> INPUT RECORDS
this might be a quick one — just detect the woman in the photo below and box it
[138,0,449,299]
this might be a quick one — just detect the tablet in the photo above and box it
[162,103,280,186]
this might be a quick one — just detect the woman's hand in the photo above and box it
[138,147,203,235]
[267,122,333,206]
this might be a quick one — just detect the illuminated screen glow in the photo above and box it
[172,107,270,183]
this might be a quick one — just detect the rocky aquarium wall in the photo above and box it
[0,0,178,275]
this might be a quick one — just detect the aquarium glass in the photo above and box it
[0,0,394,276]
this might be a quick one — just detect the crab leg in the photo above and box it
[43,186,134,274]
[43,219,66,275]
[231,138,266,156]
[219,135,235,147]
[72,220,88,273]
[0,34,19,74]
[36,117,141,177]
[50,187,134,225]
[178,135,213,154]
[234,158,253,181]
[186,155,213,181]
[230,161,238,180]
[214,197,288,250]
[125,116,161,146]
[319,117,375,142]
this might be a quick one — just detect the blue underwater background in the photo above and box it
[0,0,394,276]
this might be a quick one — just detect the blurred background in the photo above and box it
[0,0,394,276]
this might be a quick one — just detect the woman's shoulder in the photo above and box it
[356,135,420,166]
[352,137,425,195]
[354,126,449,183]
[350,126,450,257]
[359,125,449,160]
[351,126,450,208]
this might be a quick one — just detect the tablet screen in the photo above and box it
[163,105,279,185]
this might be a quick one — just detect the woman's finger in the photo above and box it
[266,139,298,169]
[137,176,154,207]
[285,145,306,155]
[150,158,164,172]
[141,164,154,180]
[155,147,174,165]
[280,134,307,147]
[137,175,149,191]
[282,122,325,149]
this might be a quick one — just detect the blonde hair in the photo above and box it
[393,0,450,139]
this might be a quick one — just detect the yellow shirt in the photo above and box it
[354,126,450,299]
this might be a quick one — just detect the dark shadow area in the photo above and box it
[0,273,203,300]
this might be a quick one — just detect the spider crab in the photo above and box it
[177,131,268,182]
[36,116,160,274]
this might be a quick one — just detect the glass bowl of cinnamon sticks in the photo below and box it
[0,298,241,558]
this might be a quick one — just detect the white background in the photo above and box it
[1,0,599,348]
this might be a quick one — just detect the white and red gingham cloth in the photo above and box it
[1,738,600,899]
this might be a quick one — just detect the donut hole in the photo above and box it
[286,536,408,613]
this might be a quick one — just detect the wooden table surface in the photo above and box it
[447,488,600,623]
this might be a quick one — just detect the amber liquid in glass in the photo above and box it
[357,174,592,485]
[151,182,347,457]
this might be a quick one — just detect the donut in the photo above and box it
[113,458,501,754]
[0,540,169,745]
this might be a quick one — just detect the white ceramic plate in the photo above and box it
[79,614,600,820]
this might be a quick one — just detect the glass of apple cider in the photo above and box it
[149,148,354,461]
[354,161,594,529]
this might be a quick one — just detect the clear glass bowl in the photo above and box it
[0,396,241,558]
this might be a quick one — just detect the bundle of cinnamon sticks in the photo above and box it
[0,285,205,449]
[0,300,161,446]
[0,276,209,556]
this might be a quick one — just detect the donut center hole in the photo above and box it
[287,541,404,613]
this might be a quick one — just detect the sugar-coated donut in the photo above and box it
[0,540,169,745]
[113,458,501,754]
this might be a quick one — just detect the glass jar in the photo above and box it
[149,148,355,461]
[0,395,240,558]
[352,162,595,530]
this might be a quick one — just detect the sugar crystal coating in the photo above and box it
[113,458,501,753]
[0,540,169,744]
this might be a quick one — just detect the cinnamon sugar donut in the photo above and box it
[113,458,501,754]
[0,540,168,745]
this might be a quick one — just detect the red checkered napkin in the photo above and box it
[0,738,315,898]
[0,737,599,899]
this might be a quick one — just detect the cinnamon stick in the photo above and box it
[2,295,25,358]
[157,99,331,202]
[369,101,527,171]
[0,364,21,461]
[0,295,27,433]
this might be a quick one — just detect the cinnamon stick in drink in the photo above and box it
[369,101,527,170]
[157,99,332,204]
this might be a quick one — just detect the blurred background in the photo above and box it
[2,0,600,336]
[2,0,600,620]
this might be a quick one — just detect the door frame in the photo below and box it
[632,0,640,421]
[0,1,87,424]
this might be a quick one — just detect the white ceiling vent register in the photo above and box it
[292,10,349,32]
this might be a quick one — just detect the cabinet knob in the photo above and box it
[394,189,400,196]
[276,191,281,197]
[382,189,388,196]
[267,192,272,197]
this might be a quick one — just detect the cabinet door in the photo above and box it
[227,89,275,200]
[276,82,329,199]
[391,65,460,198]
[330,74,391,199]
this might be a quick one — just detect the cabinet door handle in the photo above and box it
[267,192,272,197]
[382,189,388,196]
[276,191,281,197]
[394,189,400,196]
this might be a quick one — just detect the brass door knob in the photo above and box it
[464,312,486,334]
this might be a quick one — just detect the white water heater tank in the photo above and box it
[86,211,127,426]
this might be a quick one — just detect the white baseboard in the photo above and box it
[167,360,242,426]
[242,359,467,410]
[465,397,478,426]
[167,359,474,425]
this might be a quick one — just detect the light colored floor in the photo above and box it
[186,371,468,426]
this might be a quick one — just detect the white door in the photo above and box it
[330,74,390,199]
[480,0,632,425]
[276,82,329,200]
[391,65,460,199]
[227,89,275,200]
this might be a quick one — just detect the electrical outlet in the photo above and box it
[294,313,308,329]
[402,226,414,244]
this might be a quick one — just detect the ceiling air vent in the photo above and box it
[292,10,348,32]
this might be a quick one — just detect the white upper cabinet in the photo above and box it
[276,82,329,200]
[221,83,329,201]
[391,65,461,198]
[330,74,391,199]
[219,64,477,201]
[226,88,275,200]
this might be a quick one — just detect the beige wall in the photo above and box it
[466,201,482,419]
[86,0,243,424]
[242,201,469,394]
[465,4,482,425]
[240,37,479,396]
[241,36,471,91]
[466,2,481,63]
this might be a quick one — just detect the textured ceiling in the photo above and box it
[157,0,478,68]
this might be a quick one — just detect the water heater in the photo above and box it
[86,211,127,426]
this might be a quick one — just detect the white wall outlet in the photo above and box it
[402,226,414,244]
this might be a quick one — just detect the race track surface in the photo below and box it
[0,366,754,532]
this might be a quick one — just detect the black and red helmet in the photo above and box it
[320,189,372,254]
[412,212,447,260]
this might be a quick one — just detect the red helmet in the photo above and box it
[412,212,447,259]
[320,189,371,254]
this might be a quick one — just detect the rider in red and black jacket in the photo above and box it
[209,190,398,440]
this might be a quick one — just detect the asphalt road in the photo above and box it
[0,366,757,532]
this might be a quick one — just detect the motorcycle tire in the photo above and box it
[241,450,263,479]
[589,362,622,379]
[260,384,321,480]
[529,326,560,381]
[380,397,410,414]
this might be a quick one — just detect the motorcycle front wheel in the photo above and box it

> YOUR OBJECTIVE
The entries above are to be restated word for word.

> RESULT OF THIS TASK
this might be a quick one — just detect the woman in the photo below and box it
[138,0,449,299]
this might be a quick one — just detect the tablet in the photo above and box it
[162,103,280,186]
this might be a quick one — just detect the woman's hand in the photo above and box it
[138,147,203,235]
[267,122,333,206]
this might be a quick one — just detect the illuminated screen glow in the photo above and box it
[172,107,270,183]
this might be a quick one — just detect the rocky aquarium wall in the photo above and box it
[0,0,178,275]
this might be a quick one — just detect the aquarium glass in the photo above and box it
[0,0,394,276]
this might be a quick one — just detect the crab leg in the photo above and box it
[43,186,134,274]
[43,219,66,275]
[231,138,266,156]
[219,135,235,147]
[72,220,88,273]
[0,34,19,74]
[36,117,141,177]
[50,187,134,225]
[178,135,213,154]
[234,158,253,181]
[186,155,213,181]
[230,161,238,180]
[214,197,288,250]
[125,116,161,146]
[319,117,375,142]
this might be a quick one — just detect the blue underwater background in the photo above and box it
[0,0,394,276]
this might be a quick one — just detect the blurred background in the photo above and box it
[0,0,394,276]
this might be a quick one — just detect the woman's shoulder in the photo above and box it
[356,135,420,166]
[352,137,425,195]
[354,126,449,183]
[350,126,450,257]
[359,125,449,160]
[351,126,450,208]
this might be a quick one — just detect the tablet screen in the photo above and box it
[163,105,279,185]
this might be a quick one — just detect the woman's finger in the photo above and box it
[266,139,298,169]
[137,176,154,207]
[285,145,306,155]
[150,158,164,172]
[141,164,154,180]
[155,147,174,165]
[280,134,307,147]
[137,175,149,191]
[282,122,325,149]
this might be a quick one — just detect the blonde hair in the photo above and box it
[393,0,450,139]
this might be a quick one — just detect the yellow shirt in the photo above and box it
[354,126,450,299]
this might be a quick one — just detect the dark shadow area in the photo above and box it
[0,273,203,300]
this might be a quick one — just detect the spider crab in the photo above and box it
[177,131,268,182]
[36,116,160,274]
this might be a quick one — just detect the glass bowl of cinnamon sticks in the photo below and box it
[0,298,241,558]
this might be a quick one — just detect the white background in the photo above and box it
[1,0,599,348]
this might be a quick one — just detect the white and red gingham cloth in the photo above and box it
[1,738,600,899]
this might be a quick one — just detect the donut hole in the photo above and box it
[286,536,408,613]
this might be a quick one — just detect the wooden table surface in the photo above and box it
[447,488,600,623]
this might be a quick one — just detect the amber liquid in glass in the photo above and box it
[357,174,592,485]
[151,182,347,457]
this might be a quick one — just detect the donut in the photo above and box it
[113,458,501,754]
[0,540,169,745]
this might be a quick one — just detect the white ceramic plate in the photo above and box it
[79,614,600,820]
this might be a quick one — just detect the glass of apple cider in the photo above and box it
[149,148,354,461]
[354,161,594,529]
this might be a quick one — just detect the clear glass bowl in the photo above and box it
[0,396,241,558]
this might be a quick one — just detect the bundle of cinnamon sticks in the photo above and box it
[0,285,205,449]
[0,300,161,446]
[0,276,209,556]
this might be a quick one — just detect the donut center hole in the photo above and box it
[287,541,404,613]
this might be a quick one — just detect the sugar-coated donut in the photo above and box it
[0,540,169,745]
[113,458,501,754]
this might be a quick one — just detect the glass jar in the photo above and box it
[149,148,355,461]
[0,395,240,558]
[352,162,595,530]
this might be a quick one — just detect the sugar crystal coating in the photo above and box it
[113,458,501,753]
[0,540,169,744]
this might be a quick one — just detect the cinnamon sugar donut in the photo above and box it
[113,458,501,754]
[0,540,168,745]
this might be a quick one — just detect the red checkered napkin in the photo above and box it
[0,738,315,898]
[0,737,599,899]
this might be a quick one — just detect the cinnamon stick in the photo above and box it
[2,295,25,358]
[157,99,331,202]
[369,101,527,171]
[0,364,21,461]
[0,295,27,433]
this might be a quick one — just detect the cinnamon stick in drink in the photo above and box it
[369,101,527,170]
[157,99,332,204]
this might be a quick one — just detect the blurred background in the photo above and box it
[2,0,600,336]
[2,0,600,620]
this might be a quick one — just detect the door frame in the photo below and box it
[632,0,640,421]
[0,1,87,424]
this might be a quick one — just detect the white ceiling vent register in the photo above and box it
[292,10,349,32]
this might be a quick one — just detect the cabinet knob in the photo above and box it
[394,189,400,196]
[276,191,281,197]
[382,189,388,196]
[267,192,272,197]
this might be a quick one — just detect the cabinet door in the photo above and box it
[227,89,275,200]
[276,82,329,199]
[391,65,460,198]
[330,74,391,199]
this might be a quick one — just detect the cabinet door handle in the photo above and box it
[267,192,272,197]
[382,189,388,196]
[276,191,281,197]
[394,189,400,196]
this might be a quick one — just detect the brass door knob in the photo above and box it
[464,312,486,334]
this might be a quick one — just detect the white water heater tank in the photo above and box it
[86,211,127,426]
this might be a quick one — just detect the white baseboard in the photo above and box it
[167,360,242,426]
[242,359,467,410]
[465,397,478,426]
[167,359,474,425]
this might be a quick one — just detect the light colored floor in the photo above and box it
[186,371,468,426]
this might be a quick one — just detect the white door in the photo above and box it
[330,74,390,199]
[480,0,632,425]
[276,82,329,200]
[391,65,460,199]
[227,89,275,200]
this might be a quick one — just detect the electrical outlet in the photo above and box it
[294,313,308,329]
[402,226,414,244]
this might be a quick one — just detect the ceiling air vent in the photo above and box it
[292,10,348,32]
this might be a quick one — just detect the white upper cabinet in the photo above and box it
[276,82,329,200]
[221,83,329,201]
[391,65,461,198]
[330,74,391,199]
[219,64,477,201]
[226,88,275,200]
this might be a quick one — just detect the beige wall in the photo above and box it
[466,201,482,419]
[86,0,243,424]
[242,201,469,394]
[465,4,482,425]
[240,37,479,396]
[241,36,471,91]
[466,2,481,63]
this might be a quick one — just detect the textured ceiling in the photo above and box it
[157,0,478,68]
this might be a quick one — just detect the water heater in the photo above and box it
[86,211,127,426]
this might be a quick one — just detect the white wall outlet in the photo above and box it
[402,226,414,244]
this might be a quick one — just detect the race track surface in the photo below and box it
[0,366,754,532]
this might be a quick one — just detect the black and red helmet in the photo above and box it
[320,189,372,254]
[412,212,447,260]
this might be a quick one — just detect the red helmet in the photo above and box it
[412,212,447,259]
[320,189,371,254]
this might be a quick one — just detect the rider in red and black jacket in the photo above and box it
[209,190,398,440]
this might be a quick one — just detect the asphalt road in the photo above and box it
[0,366,757,532]
this might be a quick one — just detect the motorcycle tire in the photo above and box it
[241,450,263,479]
[589,362,622,379]
[260,384,321,480]
[529,326,560,381]
[380,397,410,414]
this might be a quick one — just detect the motorcycle front wheel in the photo above and box it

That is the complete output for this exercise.